THE PROBLEM: Provide the number of lines in the material containing the word "leaf", with nothing added.

INPUT RECORDS:
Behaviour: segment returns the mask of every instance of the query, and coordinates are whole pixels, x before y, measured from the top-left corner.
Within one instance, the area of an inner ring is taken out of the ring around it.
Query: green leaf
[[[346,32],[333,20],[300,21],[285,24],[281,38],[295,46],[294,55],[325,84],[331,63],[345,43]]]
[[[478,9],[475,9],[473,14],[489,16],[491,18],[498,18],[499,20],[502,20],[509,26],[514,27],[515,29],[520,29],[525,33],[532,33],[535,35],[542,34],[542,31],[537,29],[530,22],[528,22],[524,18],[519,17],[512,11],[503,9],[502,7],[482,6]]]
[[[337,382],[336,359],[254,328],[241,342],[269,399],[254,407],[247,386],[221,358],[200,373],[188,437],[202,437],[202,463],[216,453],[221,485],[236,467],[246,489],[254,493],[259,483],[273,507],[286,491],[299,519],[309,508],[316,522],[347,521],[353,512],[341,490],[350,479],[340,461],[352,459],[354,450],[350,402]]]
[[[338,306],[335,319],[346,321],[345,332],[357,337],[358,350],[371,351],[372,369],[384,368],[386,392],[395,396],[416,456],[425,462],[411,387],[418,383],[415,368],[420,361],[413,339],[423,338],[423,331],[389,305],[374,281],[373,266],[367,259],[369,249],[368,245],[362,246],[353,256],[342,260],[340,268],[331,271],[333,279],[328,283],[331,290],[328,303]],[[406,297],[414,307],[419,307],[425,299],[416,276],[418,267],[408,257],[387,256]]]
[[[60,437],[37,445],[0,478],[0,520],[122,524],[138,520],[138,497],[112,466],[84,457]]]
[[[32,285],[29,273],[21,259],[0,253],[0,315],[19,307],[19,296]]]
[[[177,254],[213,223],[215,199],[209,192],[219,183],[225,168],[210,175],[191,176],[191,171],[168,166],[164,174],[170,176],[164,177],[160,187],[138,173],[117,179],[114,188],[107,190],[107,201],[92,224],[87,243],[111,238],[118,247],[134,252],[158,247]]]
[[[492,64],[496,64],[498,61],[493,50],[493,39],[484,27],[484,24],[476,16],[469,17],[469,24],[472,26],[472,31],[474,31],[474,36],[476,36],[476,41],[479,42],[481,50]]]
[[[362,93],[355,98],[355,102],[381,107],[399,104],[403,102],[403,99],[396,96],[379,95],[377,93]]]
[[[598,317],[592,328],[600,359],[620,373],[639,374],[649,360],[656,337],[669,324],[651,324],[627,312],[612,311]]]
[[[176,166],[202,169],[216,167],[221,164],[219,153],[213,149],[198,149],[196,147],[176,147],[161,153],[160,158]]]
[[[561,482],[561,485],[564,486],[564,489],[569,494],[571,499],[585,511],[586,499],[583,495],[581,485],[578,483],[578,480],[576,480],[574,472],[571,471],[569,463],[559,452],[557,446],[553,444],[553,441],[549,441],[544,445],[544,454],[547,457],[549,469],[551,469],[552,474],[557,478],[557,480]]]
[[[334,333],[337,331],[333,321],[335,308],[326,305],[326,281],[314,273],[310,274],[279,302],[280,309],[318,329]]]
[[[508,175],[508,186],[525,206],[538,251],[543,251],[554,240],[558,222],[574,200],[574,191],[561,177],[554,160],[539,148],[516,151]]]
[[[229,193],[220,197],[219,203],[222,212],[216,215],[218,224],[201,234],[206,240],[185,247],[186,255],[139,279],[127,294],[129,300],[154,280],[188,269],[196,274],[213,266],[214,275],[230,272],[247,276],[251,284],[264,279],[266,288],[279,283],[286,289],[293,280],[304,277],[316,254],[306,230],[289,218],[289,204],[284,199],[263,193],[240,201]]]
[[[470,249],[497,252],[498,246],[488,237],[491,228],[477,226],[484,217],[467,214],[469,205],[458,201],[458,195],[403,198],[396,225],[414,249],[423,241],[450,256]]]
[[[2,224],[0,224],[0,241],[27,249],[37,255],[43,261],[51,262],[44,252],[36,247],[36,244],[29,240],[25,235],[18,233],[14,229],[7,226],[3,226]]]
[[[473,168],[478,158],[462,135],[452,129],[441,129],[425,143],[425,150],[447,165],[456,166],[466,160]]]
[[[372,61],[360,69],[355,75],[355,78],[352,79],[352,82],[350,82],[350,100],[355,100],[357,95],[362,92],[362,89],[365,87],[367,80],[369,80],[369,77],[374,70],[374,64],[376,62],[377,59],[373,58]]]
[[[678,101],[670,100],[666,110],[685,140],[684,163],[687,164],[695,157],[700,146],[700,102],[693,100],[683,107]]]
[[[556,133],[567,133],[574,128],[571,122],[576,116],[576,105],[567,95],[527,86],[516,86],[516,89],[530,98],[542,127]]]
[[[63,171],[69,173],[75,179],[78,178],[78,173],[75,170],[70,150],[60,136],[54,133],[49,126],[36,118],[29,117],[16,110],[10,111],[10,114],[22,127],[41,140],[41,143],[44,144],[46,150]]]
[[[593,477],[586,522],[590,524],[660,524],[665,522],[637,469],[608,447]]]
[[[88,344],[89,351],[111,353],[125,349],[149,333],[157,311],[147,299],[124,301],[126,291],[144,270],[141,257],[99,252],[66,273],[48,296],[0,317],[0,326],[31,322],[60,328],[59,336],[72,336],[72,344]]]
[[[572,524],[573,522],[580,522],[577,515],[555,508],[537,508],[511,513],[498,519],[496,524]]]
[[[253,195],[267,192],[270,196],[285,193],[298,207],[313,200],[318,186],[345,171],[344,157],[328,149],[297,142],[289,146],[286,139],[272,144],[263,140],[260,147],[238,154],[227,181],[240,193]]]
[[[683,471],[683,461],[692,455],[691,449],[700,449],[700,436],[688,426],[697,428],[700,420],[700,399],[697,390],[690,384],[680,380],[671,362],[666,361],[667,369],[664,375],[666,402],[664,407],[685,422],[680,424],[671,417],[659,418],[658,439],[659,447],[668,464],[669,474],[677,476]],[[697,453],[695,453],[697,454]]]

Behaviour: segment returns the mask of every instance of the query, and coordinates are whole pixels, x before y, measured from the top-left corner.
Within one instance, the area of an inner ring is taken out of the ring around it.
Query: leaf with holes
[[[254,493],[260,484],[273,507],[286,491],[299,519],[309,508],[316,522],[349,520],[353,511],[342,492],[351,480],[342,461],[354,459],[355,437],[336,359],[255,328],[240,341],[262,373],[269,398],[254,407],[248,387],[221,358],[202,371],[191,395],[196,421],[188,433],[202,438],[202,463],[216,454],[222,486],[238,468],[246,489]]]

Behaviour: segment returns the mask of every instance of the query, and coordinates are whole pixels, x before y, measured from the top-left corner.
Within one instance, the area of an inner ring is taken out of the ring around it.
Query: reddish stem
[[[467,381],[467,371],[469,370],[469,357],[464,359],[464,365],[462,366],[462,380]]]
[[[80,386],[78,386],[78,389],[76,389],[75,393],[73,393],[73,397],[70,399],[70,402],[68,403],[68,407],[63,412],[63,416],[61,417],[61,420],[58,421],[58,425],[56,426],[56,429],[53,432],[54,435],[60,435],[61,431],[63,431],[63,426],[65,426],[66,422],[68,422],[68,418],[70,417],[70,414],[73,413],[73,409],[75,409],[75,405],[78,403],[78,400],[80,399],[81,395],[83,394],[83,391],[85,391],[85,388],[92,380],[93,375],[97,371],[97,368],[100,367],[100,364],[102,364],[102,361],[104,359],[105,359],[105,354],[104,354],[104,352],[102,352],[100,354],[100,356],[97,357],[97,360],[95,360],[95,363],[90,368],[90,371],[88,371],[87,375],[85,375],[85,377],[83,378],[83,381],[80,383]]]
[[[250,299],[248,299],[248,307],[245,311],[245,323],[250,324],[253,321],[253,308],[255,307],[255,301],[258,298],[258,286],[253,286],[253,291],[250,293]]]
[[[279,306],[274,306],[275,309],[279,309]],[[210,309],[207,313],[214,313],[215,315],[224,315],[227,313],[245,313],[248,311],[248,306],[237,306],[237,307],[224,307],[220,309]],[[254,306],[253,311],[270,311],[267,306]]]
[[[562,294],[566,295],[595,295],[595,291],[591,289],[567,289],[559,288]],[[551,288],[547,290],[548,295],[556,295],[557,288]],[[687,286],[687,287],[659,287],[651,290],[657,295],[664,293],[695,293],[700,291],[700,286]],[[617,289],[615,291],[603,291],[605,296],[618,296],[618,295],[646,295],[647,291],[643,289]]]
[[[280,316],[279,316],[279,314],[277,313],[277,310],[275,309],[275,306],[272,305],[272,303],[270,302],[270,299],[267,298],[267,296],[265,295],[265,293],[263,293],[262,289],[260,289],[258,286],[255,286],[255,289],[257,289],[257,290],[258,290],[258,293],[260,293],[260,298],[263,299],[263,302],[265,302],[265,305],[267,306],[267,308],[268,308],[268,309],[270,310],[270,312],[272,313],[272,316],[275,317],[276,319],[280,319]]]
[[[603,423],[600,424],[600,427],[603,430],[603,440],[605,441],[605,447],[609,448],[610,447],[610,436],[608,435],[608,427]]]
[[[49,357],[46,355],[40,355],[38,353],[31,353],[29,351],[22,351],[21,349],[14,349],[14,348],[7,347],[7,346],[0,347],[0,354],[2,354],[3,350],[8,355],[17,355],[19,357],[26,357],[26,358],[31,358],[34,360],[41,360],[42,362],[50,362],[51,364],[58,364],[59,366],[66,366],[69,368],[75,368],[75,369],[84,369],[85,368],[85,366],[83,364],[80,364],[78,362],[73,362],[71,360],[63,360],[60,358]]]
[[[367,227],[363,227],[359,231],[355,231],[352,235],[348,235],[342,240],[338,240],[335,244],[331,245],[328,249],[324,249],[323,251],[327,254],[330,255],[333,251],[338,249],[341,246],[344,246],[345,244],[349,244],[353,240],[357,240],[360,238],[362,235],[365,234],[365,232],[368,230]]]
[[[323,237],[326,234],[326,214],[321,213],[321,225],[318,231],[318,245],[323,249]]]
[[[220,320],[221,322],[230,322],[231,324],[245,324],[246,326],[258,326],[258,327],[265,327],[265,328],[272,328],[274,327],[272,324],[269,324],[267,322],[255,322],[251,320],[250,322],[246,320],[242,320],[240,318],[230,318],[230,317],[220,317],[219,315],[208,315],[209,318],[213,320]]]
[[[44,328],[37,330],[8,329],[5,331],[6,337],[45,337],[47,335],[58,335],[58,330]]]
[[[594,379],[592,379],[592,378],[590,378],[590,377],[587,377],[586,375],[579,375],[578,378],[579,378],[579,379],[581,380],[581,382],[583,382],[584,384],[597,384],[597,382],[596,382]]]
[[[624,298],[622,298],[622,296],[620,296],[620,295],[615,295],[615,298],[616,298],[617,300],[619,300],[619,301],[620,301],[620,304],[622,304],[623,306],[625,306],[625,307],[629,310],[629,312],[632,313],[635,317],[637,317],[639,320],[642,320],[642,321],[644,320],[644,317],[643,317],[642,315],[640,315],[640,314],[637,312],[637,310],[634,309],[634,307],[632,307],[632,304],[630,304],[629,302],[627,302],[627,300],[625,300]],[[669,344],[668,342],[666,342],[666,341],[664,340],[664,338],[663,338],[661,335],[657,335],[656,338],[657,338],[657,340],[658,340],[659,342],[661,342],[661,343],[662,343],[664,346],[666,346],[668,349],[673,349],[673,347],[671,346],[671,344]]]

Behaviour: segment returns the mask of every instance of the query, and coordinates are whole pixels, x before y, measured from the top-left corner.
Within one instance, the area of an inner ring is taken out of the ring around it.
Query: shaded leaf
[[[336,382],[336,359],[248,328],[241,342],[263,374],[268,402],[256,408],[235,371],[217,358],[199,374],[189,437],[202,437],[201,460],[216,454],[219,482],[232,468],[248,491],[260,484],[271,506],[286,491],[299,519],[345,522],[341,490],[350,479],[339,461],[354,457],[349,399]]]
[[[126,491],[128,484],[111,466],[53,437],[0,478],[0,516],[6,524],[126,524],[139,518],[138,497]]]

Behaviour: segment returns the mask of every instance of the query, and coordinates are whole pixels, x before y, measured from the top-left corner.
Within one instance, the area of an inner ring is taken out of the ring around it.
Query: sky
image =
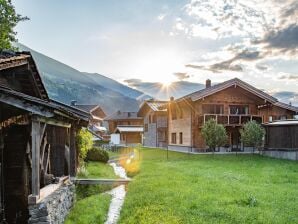
[[[20,43],[130,86],[238,77],[298,105],[297,0],[13,0]]]

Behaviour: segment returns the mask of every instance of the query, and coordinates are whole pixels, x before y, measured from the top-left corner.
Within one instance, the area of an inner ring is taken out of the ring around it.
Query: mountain
[[[128,81],[128,85],[160,100],[169,100],[172,96],[174,98],[180,98],[205,88],[204,84],[187,81],[177,81],[165,86],[159,82],[142,82],[140,80],[133,80]]]
[[[70,104],[99,104],[107,114],[116,110],[137,111],[139,100],[150,98],[142,92],[100,74],[80,72],[55,59],[16,44],[20,51],[30,51],[41,73],[50,98]]]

RESULT OF THE TASK: 3